* [Stated task 1]
Copy word for word the part of the Grade 5 recollection between "It was an accident" and "the chair broke.", inclusive.

It was called an accident. We were in Grade 5 and sometimes saw each other on our way to school. I can’t remember what he looked like or how we were together: was he the one who kept making jokes about Dick
that made us all giggle? Or was he the shy one who chewed his pencils? Did we play tag? Did I have a thing about his owl project? I remember walking home from school with him, and he was carrying his flute. His name that I kept with me for so long is gone now, but when I think of him I am filled with the same confusion and grief I felt then, when I’d heard why he hadn’t been at school for a while.
It was an accident the chair broke under him, they said. He and his brother had set up a homemade noose in the rafter of the garage as part of a game of war. He was playing alone when the chair broke.
Why would he play a game of war, alone? I ask the house whenever I walk by it, which has not been often these four decades. But the façade gives nothing away. I peer in behind the house, at the end of the drive to the garage, to see if something remains. But if anything is there, it is animated by a silence that resists answer. There, in that garage, something happened.

* [Stated task 2]
Render the records from their first line through the line holding "[33,161,123,178]", inclusive, as a JSON list of strings with one string per line and blank lines omitted.

* [Dataset records]

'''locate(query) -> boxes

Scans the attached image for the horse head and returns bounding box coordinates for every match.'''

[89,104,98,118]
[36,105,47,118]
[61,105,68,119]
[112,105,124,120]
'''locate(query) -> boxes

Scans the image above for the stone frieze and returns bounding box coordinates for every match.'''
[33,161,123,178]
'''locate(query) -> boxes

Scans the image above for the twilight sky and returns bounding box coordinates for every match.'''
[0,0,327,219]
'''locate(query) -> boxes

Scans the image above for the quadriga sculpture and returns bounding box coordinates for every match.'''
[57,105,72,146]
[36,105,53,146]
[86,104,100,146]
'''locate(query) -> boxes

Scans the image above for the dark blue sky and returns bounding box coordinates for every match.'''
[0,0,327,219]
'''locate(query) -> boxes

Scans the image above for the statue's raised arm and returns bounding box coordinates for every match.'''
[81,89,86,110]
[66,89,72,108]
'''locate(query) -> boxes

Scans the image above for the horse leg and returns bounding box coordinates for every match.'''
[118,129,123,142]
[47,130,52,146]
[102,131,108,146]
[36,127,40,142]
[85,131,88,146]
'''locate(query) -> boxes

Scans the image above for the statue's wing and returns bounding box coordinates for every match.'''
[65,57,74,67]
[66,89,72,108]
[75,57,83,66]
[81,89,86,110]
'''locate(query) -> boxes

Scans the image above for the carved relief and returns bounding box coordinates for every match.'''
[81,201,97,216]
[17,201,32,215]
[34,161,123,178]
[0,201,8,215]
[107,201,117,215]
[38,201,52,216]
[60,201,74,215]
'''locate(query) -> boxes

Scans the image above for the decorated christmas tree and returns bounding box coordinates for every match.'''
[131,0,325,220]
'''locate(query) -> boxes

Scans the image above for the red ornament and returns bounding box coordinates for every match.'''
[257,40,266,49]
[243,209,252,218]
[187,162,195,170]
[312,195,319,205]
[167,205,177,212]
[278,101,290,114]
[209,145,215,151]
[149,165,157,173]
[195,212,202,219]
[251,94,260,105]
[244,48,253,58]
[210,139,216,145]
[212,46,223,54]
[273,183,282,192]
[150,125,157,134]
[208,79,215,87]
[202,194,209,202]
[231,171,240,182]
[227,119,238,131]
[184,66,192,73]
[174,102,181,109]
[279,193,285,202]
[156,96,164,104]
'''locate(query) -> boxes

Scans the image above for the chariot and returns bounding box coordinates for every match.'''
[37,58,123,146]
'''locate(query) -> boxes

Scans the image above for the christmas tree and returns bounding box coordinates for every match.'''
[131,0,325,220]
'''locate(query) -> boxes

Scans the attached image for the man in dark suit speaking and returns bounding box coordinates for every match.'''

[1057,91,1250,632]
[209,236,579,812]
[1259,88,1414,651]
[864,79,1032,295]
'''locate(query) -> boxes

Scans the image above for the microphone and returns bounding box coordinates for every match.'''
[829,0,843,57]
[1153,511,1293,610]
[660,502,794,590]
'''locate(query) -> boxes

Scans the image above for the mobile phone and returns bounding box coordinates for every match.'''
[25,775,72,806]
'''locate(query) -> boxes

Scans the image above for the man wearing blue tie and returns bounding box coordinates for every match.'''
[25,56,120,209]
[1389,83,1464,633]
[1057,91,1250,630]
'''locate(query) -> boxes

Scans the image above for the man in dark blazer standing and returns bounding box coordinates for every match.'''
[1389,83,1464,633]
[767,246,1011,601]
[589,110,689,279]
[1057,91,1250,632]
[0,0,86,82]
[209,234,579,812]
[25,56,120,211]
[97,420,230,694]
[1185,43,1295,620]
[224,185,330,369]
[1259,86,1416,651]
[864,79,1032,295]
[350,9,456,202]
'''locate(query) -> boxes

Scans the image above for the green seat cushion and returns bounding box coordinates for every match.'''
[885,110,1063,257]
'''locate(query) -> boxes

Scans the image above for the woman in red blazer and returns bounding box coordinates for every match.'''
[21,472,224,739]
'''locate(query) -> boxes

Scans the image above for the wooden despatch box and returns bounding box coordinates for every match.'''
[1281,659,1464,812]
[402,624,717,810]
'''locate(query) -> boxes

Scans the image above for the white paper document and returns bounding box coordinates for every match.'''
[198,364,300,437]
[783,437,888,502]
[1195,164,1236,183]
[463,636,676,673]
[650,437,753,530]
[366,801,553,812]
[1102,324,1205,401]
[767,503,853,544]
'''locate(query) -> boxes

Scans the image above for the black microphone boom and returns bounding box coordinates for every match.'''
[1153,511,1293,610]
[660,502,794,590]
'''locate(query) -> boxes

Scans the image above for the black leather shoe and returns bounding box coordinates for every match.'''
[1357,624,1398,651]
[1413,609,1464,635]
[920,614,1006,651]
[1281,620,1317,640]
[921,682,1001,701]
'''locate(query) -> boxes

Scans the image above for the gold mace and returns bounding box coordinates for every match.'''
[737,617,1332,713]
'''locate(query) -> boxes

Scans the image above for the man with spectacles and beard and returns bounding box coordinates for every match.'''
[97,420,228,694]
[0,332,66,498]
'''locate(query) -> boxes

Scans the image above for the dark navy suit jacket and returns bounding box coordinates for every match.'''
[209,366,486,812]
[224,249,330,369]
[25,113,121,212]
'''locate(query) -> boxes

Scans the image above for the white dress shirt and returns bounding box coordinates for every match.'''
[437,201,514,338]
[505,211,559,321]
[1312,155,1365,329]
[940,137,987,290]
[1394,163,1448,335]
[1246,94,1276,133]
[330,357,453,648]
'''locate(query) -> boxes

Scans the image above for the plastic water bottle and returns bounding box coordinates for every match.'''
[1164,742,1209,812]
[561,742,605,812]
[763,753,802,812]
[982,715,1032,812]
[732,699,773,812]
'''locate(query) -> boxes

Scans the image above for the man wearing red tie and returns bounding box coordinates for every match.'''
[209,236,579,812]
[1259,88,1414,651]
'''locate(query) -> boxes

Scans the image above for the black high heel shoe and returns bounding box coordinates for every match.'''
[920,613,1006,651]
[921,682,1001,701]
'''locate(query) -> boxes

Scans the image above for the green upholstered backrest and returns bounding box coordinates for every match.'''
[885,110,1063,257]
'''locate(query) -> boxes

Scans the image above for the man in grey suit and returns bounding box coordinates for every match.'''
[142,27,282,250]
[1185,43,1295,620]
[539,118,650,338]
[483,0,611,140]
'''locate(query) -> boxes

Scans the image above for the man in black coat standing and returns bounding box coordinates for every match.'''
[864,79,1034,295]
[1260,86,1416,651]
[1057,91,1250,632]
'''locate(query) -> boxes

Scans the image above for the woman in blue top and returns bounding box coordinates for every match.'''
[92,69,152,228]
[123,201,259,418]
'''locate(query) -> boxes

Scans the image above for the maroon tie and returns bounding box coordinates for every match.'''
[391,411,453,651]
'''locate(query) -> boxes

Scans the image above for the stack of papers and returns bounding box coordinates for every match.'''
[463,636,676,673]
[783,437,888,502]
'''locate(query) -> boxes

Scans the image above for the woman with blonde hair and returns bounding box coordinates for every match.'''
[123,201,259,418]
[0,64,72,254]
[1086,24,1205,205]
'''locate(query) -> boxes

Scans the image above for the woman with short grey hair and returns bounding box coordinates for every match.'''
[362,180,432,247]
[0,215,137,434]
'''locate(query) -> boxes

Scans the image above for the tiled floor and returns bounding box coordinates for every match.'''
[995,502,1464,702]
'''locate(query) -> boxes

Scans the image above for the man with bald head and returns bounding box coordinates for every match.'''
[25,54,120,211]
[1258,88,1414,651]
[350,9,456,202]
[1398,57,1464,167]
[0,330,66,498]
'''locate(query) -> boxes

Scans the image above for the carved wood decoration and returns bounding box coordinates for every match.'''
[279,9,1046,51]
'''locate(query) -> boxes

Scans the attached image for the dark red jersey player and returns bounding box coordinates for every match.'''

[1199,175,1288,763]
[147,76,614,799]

* [Response 1]
It was an accident the chair broke under him, they said. He and his brother had set up a homemade noose in the rafter of the garage as part of a game of war. He was playing alone when the chair broke.

* [Response 2]
[
  "'''locate(query) -> boxes",
  "Scans the attached image for the horse head and returns bounding box coordinates for every match.'''",
  "[89,104,98,118]",
  "[36,105,47,118]",
  "[61,105,68,119]",
  "[112,105,124,120]",
  "'''locate(query) -> boxes",
  "Scans the image above for the stone frieze and returns bounding box coordinates for every match.'''",
  "[33,161,123,178]"
]